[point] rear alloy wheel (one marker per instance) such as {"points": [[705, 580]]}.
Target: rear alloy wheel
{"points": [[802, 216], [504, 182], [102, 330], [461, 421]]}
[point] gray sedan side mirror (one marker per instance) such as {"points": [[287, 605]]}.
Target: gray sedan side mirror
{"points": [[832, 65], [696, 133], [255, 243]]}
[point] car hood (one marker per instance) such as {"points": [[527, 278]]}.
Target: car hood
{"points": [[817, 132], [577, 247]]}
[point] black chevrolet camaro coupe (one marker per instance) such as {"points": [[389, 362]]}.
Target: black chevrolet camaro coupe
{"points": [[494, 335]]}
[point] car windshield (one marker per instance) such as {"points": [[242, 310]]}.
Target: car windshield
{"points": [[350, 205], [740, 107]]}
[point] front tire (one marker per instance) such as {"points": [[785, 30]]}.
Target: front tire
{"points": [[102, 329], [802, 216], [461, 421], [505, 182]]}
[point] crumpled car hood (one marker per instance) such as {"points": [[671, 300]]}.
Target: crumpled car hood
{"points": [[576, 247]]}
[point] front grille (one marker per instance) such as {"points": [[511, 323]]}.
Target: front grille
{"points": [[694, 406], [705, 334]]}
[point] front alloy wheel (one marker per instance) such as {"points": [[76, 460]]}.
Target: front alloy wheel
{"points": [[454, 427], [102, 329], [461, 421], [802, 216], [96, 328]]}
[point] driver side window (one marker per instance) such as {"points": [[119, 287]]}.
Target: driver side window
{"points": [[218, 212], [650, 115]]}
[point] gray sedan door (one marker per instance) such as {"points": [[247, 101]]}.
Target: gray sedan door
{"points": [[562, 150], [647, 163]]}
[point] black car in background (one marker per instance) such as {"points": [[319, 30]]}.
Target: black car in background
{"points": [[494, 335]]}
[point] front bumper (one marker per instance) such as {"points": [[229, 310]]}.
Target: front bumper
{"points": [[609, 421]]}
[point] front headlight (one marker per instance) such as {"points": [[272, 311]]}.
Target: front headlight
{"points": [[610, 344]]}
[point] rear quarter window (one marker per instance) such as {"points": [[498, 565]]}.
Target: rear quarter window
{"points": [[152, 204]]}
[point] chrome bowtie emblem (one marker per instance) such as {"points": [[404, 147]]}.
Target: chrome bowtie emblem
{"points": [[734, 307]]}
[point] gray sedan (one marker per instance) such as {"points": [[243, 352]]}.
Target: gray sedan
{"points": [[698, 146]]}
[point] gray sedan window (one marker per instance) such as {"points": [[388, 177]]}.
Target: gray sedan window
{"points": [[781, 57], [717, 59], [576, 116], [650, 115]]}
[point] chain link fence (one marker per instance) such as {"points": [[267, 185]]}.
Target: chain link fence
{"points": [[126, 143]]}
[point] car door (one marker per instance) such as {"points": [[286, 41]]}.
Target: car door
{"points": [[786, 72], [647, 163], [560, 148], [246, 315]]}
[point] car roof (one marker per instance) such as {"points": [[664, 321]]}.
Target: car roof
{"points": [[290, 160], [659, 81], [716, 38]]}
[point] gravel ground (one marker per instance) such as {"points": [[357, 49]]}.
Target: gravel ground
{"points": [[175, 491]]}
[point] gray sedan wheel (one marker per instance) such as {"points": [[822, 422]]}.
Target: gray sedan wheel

━━━

What is being asked:
Go through the data above from its first line and copy each line exactly, stopping once the line with "[point] front headlight" has been copied.

Output of the exercise:
[point] rear alloy wheel (one marker per instance) such as {"points": [[705, 580]]}.
Target: rear alloy wheel
{"points": [[802, 216], [504, 182], [102, 330], [461, 421]]}
[point] gray sedan side mirror (one marker per instance) such as {"points": [[287, 605]]}.
Target: gray sedan side mirror
{"points": [[832, 65], [696, 133], [255, 243]]}
[point] car hood (one marker per instance) such as {"points": [[527, 278]]}.
Target: car hood
{"points": [[817, 132], [577, 247]]}
[point] black chevrolet camaro coupe (one marker per instance) such as {"points": [[389, 362]]}.
Target: black chevrolet camaro coupe
{"points": [[494, 335]]}
[point] car windshield (one marker per instance) such as {"points": [[242, 310]]}.
Target: car windshield
{"points": [[350, 205], [740, 107]]}
[point] front tire (one marker per instance) such as {"points": [[785, 30]]}.
Target: front tire
{"points": [[102, 329], [802, 216], [461, 421], [505, 182]]}
[point] crumpled car hood (one marker per instance) such as {"points": [[671, 300]]}.
Target: crumpled car hood
{"points": [[576, 247]]}
[point] front grille (one marker per instance) such as {"points": [[511, 323]]}.
Target: front grille
{"points": [[694, 406], [705, 334]]}
[point] front alloy wheel (one marker per instance) such as {"points": [[76, 460]]}.
Target: front alloy wheel
{"points": [[454, 427], [102, 329], [461, 421], [802, 216], [96, 328]]}
[point] driver side window (one marker per instance) such as {"points": [[119, 287]]}.
Target: driver side window
{"points": [[218, 212], [650, 115]]}
[point] gray sedan door (one marker per instance) such as {"points": [[247, 101]]}.
Target: gray sedan door
{"points": [[562, 150], [647, 163]]}
[point] black car in background (one marker per instance) such as {"points": [[319, 30]]}.
Target: black car in background
{"points": [[494, 335]]}
[point] front bumper (one marker per instance) such as {"points": [[229, 310]]}.
Target: front bumper
{"points": [[609, 421]]}
[point] front headlight (one marker per instance) such as {"points": [[272, 311]]}.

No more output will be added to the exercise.